◆ Source document ◆
§

Objective: To test the hypothesis that metabolic syndrome predicts cognitive impairment, and to examine the association of single metabolic risk factors with cognitive functioning.
Methods: We performed a 12-year follow-up study in a population-based sample of 101 women aged 60-70 years at baseline. Metabolic syndrome was defined by the National Cholesterol Education Program criteria (> or =3 out of 5 risk factors). Global cognitive function was measured by the Mini-Mental State Examination both at baseline and follow-up. A detailed neuropsychological evaluation for memory and cognitive speed was performed at follow-up.

§

◆ Provided data ◆

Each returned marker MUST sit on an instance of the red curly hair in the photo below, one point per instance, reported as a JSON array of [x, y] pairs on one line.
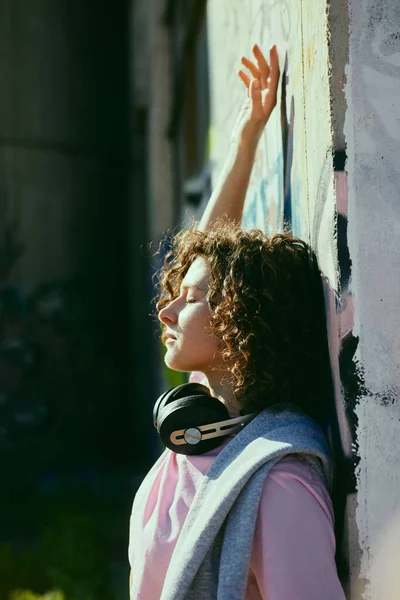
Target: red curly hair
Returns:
[[267, 309]]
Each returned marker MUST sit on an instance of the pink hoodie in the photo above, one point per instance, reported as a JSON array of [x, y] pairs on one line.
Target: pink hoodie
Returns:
[[294, 544]]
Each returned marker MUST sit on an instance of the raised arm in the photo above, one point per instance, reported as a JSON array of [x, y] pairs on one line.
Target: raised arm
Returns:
[[229, 194]]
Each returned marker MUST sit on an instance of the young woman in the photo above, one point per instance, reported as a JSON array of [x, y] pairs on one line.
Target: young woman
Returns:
[[245, 514]]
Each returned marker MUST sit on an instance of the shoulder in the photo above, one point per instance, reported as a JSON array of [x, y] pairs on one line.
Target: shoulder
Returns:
[[294, 542], [293, 483]]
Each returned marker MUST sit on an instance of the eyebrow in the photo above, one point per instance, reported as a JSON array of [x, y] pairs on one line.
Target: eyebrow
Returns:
[[187, 286]]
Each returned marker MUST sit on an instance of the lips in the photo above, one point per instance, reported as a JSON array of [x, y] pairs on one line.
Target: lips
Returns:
[[170, 336]]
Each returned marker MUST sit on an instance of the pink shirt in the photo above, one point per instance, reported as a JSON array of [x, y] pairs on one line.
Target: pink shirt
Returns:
[[294, 544]]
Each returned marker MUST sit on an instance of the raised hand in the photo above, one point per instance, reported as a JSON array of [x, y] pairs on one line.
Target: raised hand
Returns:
[[262, 85]]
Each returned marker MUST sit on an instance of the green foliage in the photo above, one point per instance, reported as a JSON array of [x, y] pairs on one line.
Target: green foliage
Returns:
[[27, 595], [70, 556]]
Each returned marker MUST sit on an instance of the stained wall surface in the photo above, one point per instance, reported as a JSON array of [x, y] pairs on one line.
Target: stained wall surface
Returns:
[[293, 181], [372, 131]]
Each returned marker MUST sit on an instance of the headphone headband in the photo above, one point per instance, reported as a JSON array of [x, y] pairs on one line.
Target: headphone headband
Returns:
[[191, 421]]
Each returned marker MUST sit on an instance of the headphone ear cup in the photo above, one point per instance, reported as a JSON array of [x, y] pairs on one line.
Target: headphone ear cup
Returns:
[[180, 391], [186, 412]]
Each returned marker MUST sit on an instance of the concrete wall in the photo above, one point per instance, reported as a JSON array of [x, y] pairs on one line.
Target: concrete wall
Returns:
[[293, 180], [160, 181], [59, 130], [372, 132], [293, 176]]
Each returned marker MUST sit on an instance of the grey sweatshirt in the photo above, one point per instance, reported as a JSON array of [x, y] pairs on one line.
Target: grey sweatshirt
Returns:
[[211, 559]]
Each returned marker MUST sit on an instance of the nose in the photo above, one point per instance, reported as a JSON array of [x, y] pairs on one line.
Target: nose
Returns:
[[167, 314]]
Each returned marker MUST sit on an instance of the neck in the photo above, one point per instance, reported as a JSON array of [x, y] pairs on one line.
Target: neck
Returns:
[[221, 390]]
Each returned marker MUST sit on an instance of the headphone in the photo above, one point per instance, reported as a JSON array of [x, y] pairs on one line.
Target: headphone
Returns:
[[191, 421]]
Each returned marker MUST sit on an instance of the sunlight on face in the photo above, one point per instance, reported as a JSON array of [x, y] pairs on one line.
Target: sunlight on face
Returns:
[[191, 346]]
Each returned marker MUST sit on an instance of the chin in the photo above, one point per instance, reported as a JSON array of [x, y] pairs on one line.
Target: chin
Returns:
[[181, 366]]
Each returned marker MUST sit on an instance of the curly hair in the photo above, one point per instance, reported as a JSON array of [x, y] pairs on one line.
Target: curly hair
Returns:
[[267, 309]]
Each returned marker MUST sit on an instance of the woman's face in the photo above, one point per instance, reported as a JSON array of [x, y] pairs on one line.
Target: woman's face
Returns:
[[190, 344]]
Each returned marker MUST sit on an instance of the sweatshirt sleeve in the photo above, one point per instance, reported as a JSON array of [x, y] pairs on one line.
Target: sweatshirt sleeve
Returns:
[[293, 555]]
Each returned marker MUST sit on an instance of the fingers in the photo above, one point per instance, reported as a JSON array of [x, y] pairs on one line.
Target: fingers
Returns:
[[274, 62], [263, 66], [251, 67], [260, 71], [245, 78]]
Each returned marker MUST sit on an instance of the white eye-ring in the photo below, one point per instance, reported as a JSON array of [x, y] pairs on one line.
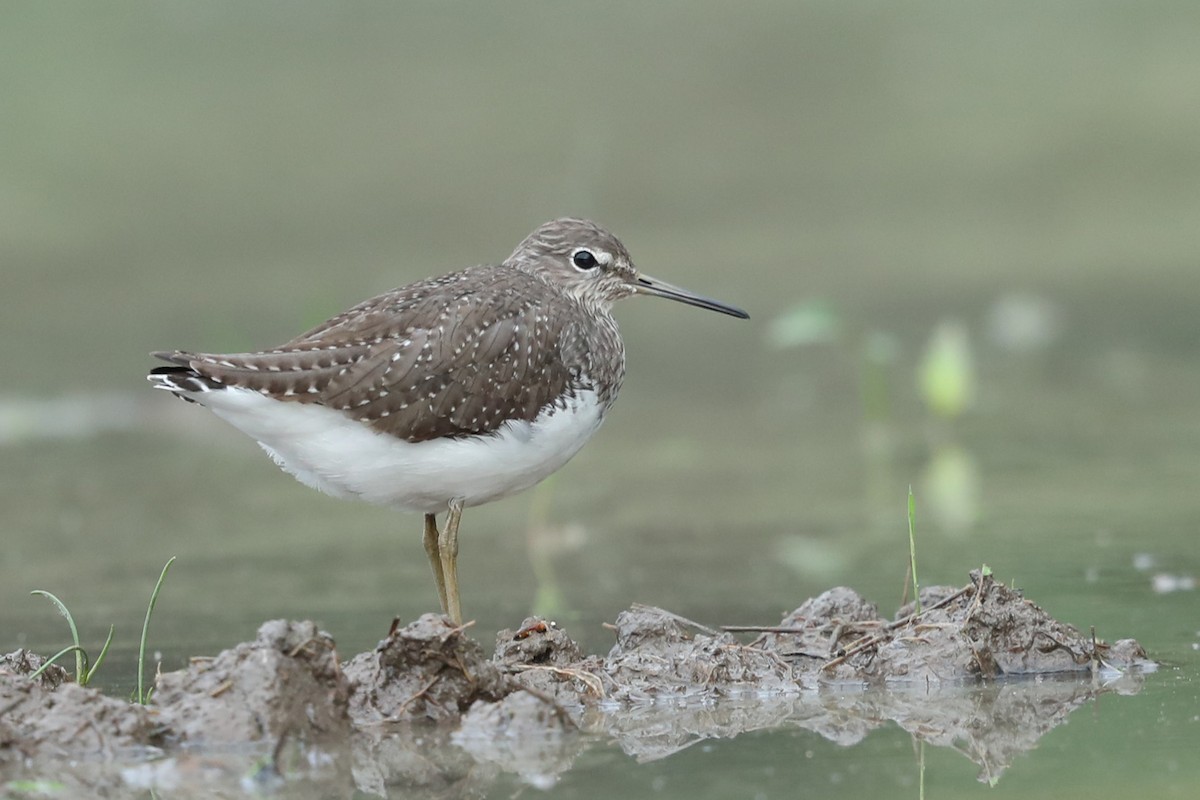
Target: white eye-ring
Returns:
[[586, 259]]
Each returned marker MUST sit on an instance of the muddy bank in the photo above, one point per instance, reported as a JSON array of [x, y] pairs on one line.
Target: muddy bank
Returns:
[[429, 710]]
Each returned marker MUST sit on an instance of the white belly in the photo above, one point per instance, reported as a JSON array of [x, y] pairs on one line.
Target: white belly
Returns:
[[329, 451]]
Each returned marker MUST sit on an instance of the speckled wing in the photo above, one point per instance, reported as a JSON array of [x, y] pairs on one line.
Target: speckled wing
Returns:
[[450, 356]]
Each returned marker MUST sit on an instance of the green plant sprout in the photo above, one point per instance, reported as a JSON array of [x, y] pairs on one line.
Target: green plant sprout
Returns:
[[144, 696], [85, 671], [912, 548]]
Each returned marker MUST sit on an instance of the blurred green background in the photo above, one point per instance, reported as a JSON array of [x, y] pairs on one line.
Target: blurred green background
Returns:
[[966, 233]]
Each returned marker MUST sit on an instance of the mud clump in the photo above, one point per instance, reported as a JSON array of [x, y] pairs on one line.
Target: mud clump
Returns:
[[286, 681], [49, 717], [427, 669], [429, 711]]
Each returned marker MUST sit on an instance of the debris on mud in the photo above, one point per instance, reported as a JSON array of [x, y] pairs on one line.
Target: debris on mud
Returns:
[[287, 681], [427, 710], [426, 669]]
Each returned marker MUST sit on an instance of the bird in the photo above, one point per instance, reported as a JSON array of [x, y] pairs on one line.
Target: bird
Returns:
[[444, 394]]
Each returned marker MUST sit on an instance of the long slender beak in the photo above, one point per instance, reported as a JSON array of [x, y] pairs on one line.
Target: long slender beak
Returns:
[[649, 286]]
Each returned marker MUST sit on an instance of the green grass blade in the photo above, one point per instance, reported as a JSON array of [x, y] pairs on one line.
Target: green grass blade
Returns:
[[36, 673], [81, 655], [145, 629], [103, 651], [912, 548]]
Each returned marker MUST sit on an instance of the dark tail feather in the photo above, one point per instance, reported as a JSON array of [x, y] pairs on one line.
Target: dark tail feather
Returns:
[[180, 380]]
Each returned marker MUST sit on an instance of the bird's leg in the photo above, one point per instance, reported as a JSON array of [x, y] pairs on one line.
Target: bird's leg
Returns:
[[431, 551], [448, 551]]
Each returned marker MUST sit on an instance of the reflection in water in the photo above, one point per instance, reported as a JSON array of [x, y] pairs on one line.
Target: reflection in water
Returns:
[[427, 713]]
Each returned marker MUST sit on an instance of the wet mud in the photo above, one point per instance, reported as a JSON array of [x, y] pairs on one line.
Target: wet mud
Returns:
[[427, 711]]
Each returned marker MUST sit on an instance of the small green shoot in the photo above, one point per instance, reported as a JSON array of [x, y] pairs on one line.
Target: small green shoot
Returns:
[[144, 696], [83, 671], [912, 548]]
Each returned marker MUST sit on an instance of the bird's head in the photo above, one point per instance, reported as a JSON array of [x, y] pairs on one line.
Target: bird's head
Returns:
[[591, 264]]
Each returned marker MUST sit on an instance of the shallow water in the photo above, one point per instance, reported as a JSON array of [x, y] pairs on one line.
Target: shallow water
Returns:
[[219, 178]]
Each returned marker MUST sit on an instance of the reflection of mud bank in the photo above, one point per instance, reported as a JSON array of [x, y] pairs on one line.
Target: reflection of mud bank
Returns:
[[426, 709]]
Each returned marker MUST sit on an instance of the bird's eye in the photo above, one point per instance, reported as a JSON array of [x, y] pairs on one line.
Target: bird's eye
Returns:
[[585, 259]]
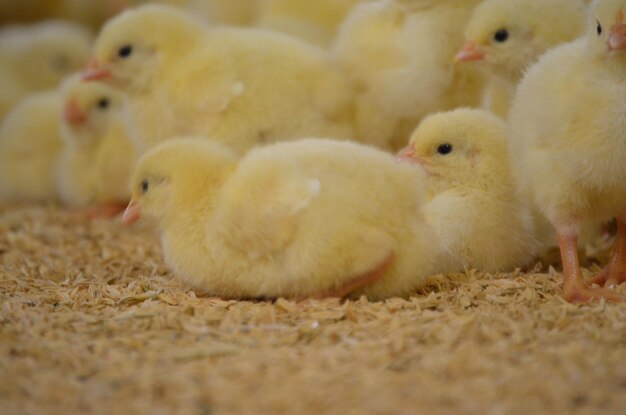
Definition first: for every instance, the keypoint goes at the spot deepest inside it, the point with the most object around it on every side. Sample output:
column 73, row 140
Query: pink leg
column 574, row 289
column 615, row 272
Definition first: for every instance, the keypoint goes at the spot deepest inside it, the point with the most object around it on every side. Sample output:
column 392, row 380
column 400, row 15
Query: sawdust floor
column 92, row 322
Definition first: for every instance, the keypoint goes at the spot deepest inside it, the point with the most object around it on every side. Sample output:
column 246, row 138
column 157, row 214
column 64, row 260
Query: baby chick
column 473, row 204
column 29, row 147
column 507, row 36
column 568, row 122
column 399, row 55
column 37, row 57
column 315, row 21
column 242, row 87
column 98, row 156
column 309, row 218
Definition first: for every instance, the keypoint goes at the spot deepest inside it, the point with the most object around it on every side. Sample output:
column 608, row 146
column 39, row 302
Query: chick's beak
column 95, row 72
column 617, row 35
column 72, row 113
column 132, row 213
column 408, row 154
column 469, row 52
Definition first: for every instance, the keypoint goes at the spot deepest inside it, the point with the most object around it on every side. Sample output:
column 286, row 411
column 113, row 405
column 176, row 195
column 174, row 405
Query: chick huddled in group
column 568, row 121
column 315, row 21
column 507, row 36
column 399, row 55
column 29, row 148
column 239, row 86
column 472, row 199
column 37, row 57
column 309, row 218
column 98, row 157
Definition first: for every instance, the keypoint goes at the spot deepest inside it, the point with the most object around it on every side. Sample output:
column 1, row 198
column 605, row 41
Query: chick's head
column 606, row 34
column 170, row 180
column 88, row 110
column 135, row 46
column 506, row 36
column 461, row 148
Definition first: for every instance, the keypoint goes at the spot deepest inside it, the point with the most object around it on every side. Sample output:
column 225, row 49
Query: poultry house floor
column 92, row 322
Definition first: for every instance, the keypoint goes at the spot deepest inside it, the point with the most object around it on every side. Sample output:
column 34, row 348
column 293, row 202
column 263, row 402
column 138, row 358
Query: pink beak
column 469, row 53
column 72, row 113
column 95, row 72
column 132, row 213
column 408, row 154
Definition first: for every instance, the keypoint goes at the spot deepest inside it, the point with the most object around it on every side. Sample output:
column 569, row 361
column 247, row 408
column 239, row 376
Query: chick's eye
column 103, row 103
column 501, row 35
column 444, row 149
column 125, row 51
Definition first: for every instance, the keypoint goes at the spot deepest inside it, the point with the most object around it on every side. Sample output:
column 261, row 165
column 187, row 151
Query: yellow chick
column 29, row 147
column 315, row 21
column 309, row 218
column 506, row 36
column 473, row 203
column 37, row 57
column 242, row 87
column 98, row 157
column 568, row 121
column 399, row 55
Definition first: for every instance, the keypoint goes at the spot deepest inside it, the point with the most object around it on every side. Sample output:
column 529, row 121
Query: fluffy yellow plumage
column 29, row 147
column 473, row 203
column 37, row 57
column 242, row 87
column 98, row 157
column 507, row 36
column 568, row 122
column 400, row 57
column 314, row 217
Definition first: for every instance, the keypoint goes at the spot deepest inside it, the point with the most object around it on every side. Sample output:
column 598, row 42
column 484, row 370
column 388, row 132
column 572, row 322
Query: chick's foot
column 574, row 288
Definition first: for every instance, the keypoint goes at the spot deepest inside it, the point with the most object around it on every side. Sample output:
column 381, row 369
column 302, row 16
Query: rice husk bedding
column 91, row 321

§

◆ What to do ◆
1 - List every numeral that appears in the abstract on metabolic syndrome and cognition.
2 - In the abstract on metabolic syndrome and cognition, which criteria were used to define metabolic syndrome?
3 - Proceed with the abstract on metabolic syndrome and cognition, beginning after its final sentence.
The records have no connection to the abstract on metabolic syndrome and cognition.

◆ Responses for each task ◆
1 - 12, 101, 60, 70, 3, 5

2 - The National Cholesterol Education Program criteria (at least 3 out of 5 risk factors).

3 -
Results: The prevalence of metabolic syndrome increased from 13% at baseline to 49% at follow-up (p < 0.001). Women with metabolic syndrome at baseline had a 4.27 (95% confidence interval: 1.02-17.90; p = 0.047) times higher risk of poor memory at follow-up after adjustment for age, education and depression. The increasing number of metabolic risk factors was associated with worsening of memory at follow-up (p = 0.034 for linear trend). Women with low baseline levels of high-density lipoprotein (HDL) cholesterol were more likely to have poor memory at follow-up than those with higher HDL levels (p = 0.028). The risk of having poor memory increased by 46.5% (95% confidence interval: 15-66%; p = 0.008) with 1 SD decrease in HDL cholesterol level.
Conclusion: In elderly women, metabolic syndrome may be an important contributor to worsening of memory, which is an essential part of mild cognitive impairment.